Yönergeler
1. Belediyecilik konulu metne göre tarımdan sanata kaç kooperatif var?
2. Belediyecilik konulu metni lütfen kaldığı yerden alıp sürdürün.

Okuma parçası

□ □ □ □ □

Daha birçok konuya temas eden Çervatoğlu, gerek esprilerle gerek yaşadığı anılarıyla pekiştirerek gerçekleştirdiği konuşmasıyla dinleyenlere hem keyifli hem de aydınlatıcı anlar yaşattı.
Ve daha sonra söz alan Fatih Maçoğlu ise; Büyük kentlerdeki göçlerin getirdiği çarpık kentleşmeye farklı bir bakış açısıyla yaklaşarak, “Eğer yaşadığınız topraklarda gerek ekonomik gerek sosyolojik ve gerek terör olaylarından kaynaklı hayatınız zorlaşmışsa, bütün kentler halkındır” diyerek bu kaygılarla gelen ve maalesef ötekileşmek ve kimi zaman ekonomik olarak mağdur olan vatandaşların da gittikleri yerde bu ülkenin bireyi olarak haklarının olduğunu vurguladı.
Devamında ise; “Yerel yönetimler, halkla yönetiliyorsa yerel belediyecilik olur. Burjuvazi ve kapitalist siyasiler belki bizden daha iyi çalışıyor. Daha çok katlı binalara izin veriyor, daha kalın kaldırımlar yapıyor ama depremde bunun sonuçlarını da gördük maalesef. Halbuki ülkemizde iyi bir planlamayla eğer rant da gözetilmezse az katlı yapılar için yer çok fazla. Eğer bir belediye, halkına çeşmeden içecek suyu sağlamak yerine aylık binlerce lira dökerek plastik şişelerde su almaya teşvik ediyorsa bu hizmet değildir. Biz ilk tohumu toprağa attığımızda bazı medya kuruluşları ‘Komünistler toprağı işgal etti’ diye yazdı. Halbuki dedelerimizden kalan topraklardı. Fakat sonrasında büyük tekeller telaşlandı, bize ulaşmaya çalıştı. Ve bu topraklarda artık 41 ile attığımız ilk tohumdan elde ettiğimiz hasatla ulaşabiliyoruz. Biz organik değil doğal tarım yapıyoruz. Kaldı ki, organik denilerek pazarlanan ürünlerin tohumları organik olsa da topraklarının olmadığını biliyoruz. Ve bunları yaparken çevreyi ve yaban hayatı da korumak mühimdir. Tarımdan eğitime, kadın haklarından sanata 30’a yakın kooperatifimiz var. Yoksullara yardım etmek için bir çalışma yürütmüyoruz. Biz yoksulluğu bitirmek için üretimde beraber çalışıyoruz bu anlamda onlara destek oluyoruz. Ve belediyelerin yaptıkları hizmetler nimet değil zorunluluktur. Su, ulaşım, iletişim; para ile olmamalıdır. Barınma ihtiyaçları ise, en ucuzundan yapı kooperatifleriyle karşılanabilmelidir. Keza bununla ilgili çalışmalarımız da devam etmektedir” şeklinde konuştu.

□ □ □ □ □

Gösterilen bilgiler
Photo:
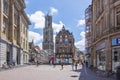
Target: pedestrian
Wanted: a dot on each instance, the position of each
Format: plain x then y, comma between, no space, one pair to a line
76,64
61,62
72,64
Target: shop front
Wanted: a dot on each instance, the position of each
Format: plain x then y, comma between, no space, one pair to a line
101,56
115,53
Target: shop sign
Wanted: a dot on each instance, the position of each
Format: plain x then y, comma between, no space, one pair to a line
115,41
101,46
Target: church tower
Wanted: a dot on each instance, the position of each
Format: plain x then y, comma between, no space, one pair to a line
48,34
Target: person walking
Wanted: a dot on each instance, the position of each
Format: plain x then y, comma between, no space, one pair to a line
72,64
76,64
61,62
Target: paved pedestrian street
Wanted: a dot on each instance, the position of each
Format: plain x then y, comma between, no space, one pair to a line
47,72
42,72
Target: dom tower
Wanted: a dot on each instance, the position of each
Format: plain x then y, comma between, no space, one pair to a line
48,34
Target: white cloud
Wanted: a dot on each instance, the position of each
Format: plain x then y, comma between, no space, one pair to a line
38,19
81,44
53,11
57,27
81,22
35,36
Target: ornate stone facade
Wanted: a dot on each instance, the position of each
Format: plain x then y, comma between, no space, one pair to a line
105,47
48,43
64,46
13,32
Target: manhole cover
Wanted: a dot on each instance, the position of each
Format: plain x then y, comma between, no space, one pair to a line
73,76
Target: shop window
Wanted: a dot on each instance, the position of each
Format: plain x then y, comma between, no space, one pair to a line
115,56
6,7
118,16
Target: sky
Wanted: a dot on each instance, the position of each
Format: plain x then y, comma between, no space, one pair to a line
70,13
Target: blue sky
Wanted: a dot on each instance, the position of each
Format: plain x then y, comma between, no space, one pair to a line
70,13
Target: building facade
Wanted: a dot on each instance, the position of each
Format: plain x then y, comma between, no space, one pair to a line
88,28
105,47
64,46
13,32
48,43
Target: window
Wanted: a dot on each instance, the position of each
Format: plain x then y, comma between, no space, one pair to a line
4,25
60,38
6,6
118,16
15,17
15,33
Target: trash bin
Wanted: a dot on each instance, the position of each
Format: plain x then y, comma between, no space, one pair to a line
118,73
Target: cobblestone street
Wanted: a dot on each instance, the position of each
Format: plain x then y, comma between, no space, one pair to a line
42,72
47,72
87,74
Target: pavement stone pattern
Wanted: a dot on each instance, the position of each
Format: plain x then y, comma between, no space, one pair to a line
42,72
87,74
49,72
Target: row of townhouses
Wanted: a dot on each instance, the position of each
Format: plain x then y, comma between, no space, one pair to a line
103,34
13,32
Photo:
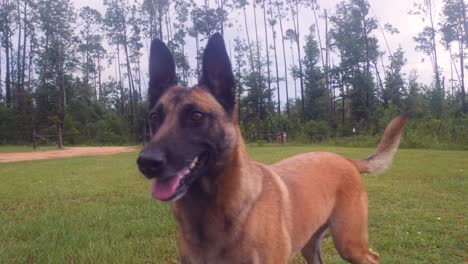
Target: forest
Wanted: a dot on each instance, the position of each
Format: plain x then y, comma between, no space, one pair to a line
73,76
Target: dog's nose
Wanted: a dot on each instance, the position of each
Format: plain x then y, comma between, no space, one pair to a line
151,162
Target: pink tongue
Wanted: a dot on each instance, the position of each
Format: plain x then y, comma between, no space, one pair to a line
165,190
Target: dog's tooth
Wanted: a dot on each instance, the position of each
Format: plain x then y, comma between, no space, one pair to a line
194,162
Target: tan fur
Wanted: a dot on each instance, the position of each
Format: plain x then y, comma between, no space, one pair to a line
267,214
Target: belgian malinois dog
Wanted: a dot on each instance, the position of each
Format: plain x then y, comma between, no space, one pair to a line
231,209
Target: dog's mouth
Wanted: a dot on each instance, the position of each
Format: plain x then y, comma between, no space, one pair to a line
177,186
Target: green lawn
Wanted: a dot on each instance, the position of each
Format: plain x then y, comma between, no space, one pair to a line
20,148
99,209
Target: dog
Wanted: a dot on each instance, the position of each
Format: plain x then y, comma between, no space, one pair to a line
231,209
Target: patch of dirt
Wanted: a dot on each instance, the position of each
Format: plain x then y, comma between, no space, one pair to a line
63,153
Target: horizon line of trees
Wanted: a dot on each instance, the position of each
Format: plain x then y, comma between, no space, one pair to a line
53,59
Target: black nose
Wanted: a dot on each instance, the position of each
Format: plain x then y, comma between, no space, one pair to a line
151,162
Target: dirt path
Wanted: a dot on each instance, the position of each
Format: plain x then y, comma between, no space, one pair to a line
64,153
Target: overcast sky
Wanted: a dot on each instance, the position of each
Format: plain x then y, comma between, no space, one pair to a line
394,12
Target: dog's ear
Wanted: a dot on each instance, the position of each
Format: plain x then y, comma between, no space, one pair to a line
217,73
161,71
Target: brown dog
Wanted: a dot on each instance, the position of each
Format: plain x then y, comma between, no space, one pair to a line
231,209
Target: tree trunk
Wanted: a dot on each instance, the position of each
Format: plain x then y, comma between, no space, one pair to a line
1,90
139,80
327,67
120,81
19,93
278,109
7,72
23,69
248,41
30,61
285,62
99,75
436,64
296,29
160,20
267,49
465,23
130,82
294,66
462,75
197,46
259,65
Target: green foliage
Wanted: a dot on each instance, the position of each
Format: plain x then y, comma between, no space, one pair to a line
100,209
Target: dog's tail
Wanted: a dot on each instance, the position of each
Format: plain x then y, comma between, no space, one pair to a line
382,158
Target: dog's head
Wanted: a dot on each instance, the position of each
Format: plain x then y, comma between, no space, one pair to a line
193,130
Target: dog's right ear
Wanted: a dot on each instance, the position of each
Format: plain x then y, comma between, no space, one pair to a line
162,71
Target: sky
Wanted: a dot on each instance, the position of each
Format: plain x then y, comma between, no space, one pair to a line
394,12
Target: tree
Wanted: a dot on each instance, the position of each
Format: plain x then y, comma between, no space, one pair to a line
394,81
6,28
56,55
315,91
280,17
91,43
426,39
453,29
352,35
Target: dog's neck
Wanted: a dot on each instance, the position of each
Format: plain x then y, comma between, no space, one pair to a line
201,213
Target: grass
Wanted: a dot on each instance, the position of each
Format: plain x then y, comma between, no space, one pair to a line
25,148
99,209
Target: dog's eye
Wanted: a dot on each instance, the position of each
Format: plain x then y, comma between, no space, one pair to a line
154,117
197,116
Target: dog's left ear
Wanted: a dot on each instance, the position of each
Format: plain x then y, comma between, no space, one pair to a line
217,73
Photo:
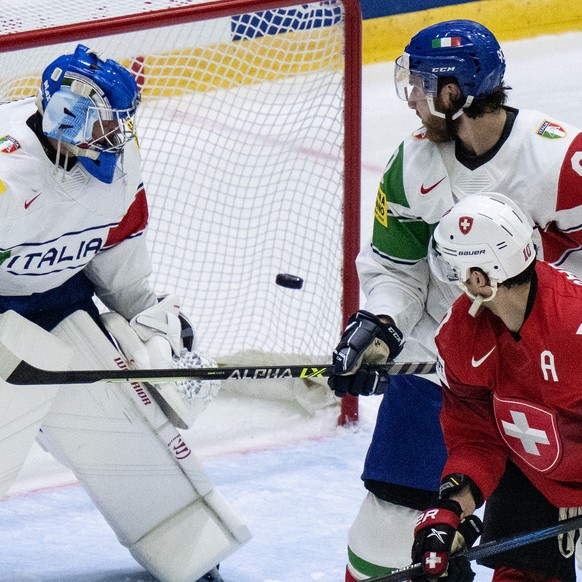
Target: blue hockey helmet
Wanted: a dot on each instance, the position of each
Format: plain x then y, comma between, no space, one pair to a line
88,105
462,49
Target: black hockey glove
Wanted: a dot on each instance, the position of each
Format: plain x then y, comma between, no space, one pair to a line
366,340
439,533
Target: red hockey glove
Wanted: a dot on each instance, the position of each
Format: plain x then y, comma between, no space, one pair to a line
439,532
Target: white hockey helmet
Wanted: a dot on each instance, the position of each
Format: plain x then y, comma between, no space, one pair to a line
487,231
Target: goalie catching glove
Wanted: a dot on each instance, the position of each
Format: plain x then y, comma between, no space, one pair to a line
366,340
162,337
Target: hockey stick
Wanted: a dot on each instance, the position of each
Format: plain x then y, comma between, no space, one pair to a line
24,373
491,548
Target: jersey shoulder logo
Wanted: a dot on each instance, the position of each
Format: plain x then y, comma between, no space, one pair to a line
9,144
29,201
476,363
428,189
551,130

□ □ □ □ □

Yanıtlar
1. 30'a yakın kooperatif var.

2.
Ve özetle yazmaya çalışsam da Maçoğlu’nun söylediği her kelime ve hayata geçirdiği her proje ütopik sandığımız hayallerimizden birer alıntı gibiydi.
Nasıl da unutmuşuz ve ne kadar da çok görür olmuşuz kendimize hakkımız olanı istemeyi veya talep etmeyi diye düşündüm bu koca yürekli iki belediye başkanını dinlerken...
Vatandaş olarak tuhaf biçimde vazgeçmişiz kendimizden,
Ve hakkımız olan hizmeti bile almamışken, bize dayatılan alkışlarımız ne kadar da sağırlaştırmış duyularımızı.
O parti bu parti, bize ne halbuki!
Makam sarhoşluğu için kadehlerini neden dolduruyoruz ki,
Veya neden süklüm büklüm önlerinde mahcup şekilde konuşuruz ki mesela,
Kaldı ki bizim güvenerek seçtiğimiz ama güvenimizi heba edenlerin mahcup olması gerekmez mi?
Yoksa giydikleri markalara veya yaşattığımız lüks hayatlara mı hürmetimiz ya da acaba biz mi onlara “Ye kürküm ye” diye farkında olmadan dayatıyoruz!
Ve dün Türkiye’ye örnek teşkil eden ama çoğumuzun bahsederken pek kale almadığı, bir kenarda kalmış bu yörelerin güzel yürekli başkanlarıyla yan yana oturup uzun sohbetler yaparken gördüklerim;
Ellerindeki nasırlarla, giydikleri sıradan kıyafetler, cilasız ayakkabıları ve insanlara karşı oldukça mütevazi halleriyle işçi sınıfından bir emekçi gibiydiler...
Aslında “gibi” demek ne kadar doğru oldu bilmiyorum.
Çünkü gerçekte halka hizmet bilinciyle bu yola baş koymuş “seçilmiş emekçiler” di onlar...
Ve bu anlamda CHP Yıldırım İlçe ve Bursa İl Başkanlığını tam da bu dönem böylesi bir program düzenledikleri için takdir etmek gerekir.
Ve dileğimiz; kendi seçecekleri adaylar dahil rant belediyeciliğinden ziyade tüm partilerin halka hizmet belediyeciliği yapan bu emekçi başkanlardan ilham almaları...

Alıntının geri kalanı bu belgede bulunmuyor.